- **Stated goal**
Retype each line exactly. Skip images.
┏━━
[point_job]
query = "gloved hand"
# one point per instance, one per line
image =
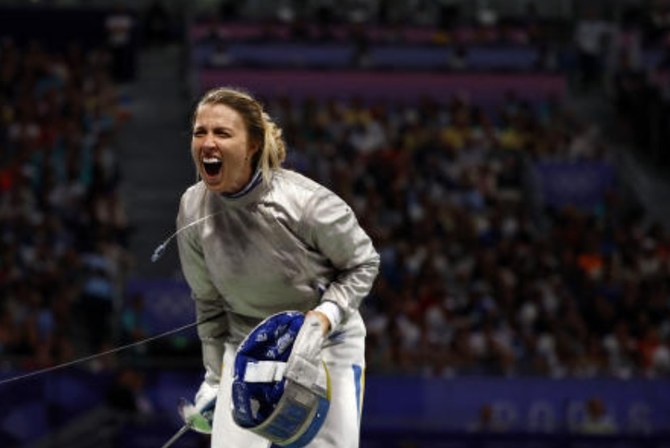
(305, 364)
(199, 416)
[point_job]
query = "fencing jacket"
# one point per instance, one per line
(284, 245)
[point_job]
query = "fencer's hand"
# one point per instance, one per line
(199, 416)
(325, 322)
(304, 365)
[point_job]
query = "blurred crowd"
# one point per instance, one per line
(478, 276)
(63, 224)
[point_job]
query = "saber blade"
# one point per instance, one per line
(183, 430)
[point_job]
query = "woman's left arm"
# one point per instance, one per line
(331, 227)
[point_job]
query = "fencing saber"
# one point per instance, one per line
(111, 351)
(183, 430)
(158, 252)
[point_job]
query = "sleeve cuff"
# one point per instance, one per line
(332, 312)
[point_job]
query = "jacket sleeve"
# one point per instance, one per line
(330, 226)
(209, 305)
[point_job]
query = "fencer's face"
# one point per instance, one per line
(221, 148)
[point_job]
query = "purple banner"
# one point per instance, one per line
(482, 89)
(167, 304)
(581, 184)
(518, 404)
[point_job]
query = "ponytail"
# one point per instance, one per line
(273, 152)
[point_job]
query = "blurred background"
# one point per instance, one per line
(509, 158)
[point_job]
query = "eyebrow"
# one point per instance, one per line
(214, 128)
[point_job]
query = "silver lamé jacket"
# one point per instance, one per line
(286, 245)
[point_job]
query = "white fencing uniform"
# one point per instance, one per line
(289, 245)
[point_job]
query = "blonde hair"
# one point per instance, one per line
(261, 129)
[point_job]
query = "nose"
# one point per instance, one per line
(208, 140)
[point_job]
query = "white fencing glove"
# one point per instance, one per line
(199, 416)
(305, 366)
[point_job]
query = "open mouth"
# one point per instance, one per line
(212, 165)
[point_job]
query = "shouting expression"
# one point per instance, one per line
(221, 148)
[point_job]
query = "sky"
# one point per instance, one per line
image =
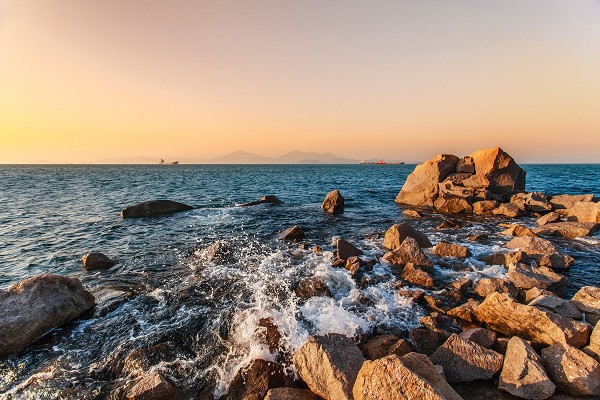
(84, 80)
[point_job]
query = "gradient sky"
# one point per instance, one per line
(82, 80)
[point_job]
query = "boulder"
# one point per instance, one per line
(333, 203)
(268, 199)
(504, 315)
(30, 308)
(568, 200)
(345, 250)
(329, 365)
(568, 229)
(548, 219)
(154, 207)
(422, 185)
(466, 361)
(415, 275)
(290, 394)
(154, 387)
(527, 277)
(397, 233)
(584, 212)
(446, 249)
(96, 261)
(573, 371)
(409, 252)
(587, 300)
(523, 374)
(534, 246)
(499, 169)
(412, 376)
(294, 233)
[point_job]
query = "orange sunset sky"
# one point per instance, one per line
(84, 80)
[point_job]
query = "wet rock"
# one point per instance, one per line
┗━━
- **Worked answer**
[point_job]
query = "gloved hand"
# one point per instance, one per line
image =
(305, 364)
(199, 416)
[point_job]
query = "fencing jacket"
# one point per instance, one per line
(284, 245)
[point_job]
query = "fencer's hand"
# one point per instance, one per line
(199, 416)
(325, 322)
(304, 365)
[point_job]
query = "blurred crowd"
# one point per instance, one per line
(478, 276)
(63, 224)
[point_job]
query = "saber blade"
# one point per instance, one per line
(183, 430)
[point_job]
query = "woman's left arm"
# one point per instance, one per line
(331, 227)
[point_job]
query = "fencing saber"
# one point per instance, one per line
(111, 351)
(183, 430)
(158, 252)
[point_job]
query = "sleeve cuff"
# one point per instance, one per line
(332, 312)
[point_job]
query = "jacket sleeve"
# one point per instance, one per line
(330, 226)
(209, 305)
[point_job]
query = "fencer's face"
# one point per instance, one per line
(221, 148)
[point_job]
query = "purple banner"
# one point per instance, one per line
(482, 89)
(167, 304)
(581, 184)
(518, 404)
[point_job]
query = "ponytail"
# one point per instance, one per line
(273, 152)
[point_job]
query = "blurred background"
# one point per instance, one per line
(509, 158)
[point_job]
query = "eyebrow"
# one point per instance, one per line
(214, 128)
[point_job]
query = "silver lamé jacket"
# one point per instance, one per line
(286, 245)
[point_job]
query = "white fencing uniform"
# one point per instance, one per line
(289, 245)
[point_job]
query = "blonde hair"
# one point per instance, one per line
(261, 129)
[point_job]
query = "nose"
# one point per instance, one per line
(208, 140)
[point_job]
query = "white fencing glove"
# one point per instance, one per line
(199, 416)
(305, 366)
[point_job]
query = "open mouth"
# one point per instance, one per line
(212, 165)
[point_job]
query = "shouting expression"
# one point per instance, one per line
(221, 148)
[point_job]
query = "sky"
# one point per instance, one per line
image =
(84, 80)
[point_job]
query = "gradient sky"
# one point per instance, one per line
(82, 80)
[point_job]
query = "boulder"
# one point per instance, one per line
(333, 203)
(268, 199)
(504, 315)
(30, 308)
(568, 200)
(345, 250)
(329, 365)
(568, 229)
(548, 219)
(154, 207)
(422, 185)
(466, 361)
(415, 275)
(290, 394)
(154, 387)
(527, 277)
(397, 233)
(584, 212)
(446, 249)
(96, 261)
(573, 371)
(409, 252)
(587, 300)
(523, 374)
(534, 246)
(499, 169)
(412, 376)
(294, 233)
[point_job]
query = "orange sunset sky"
# one point per instance, one per line
(84, 80)
[point_job]
query = "wet rock"
# one point per instance, one per line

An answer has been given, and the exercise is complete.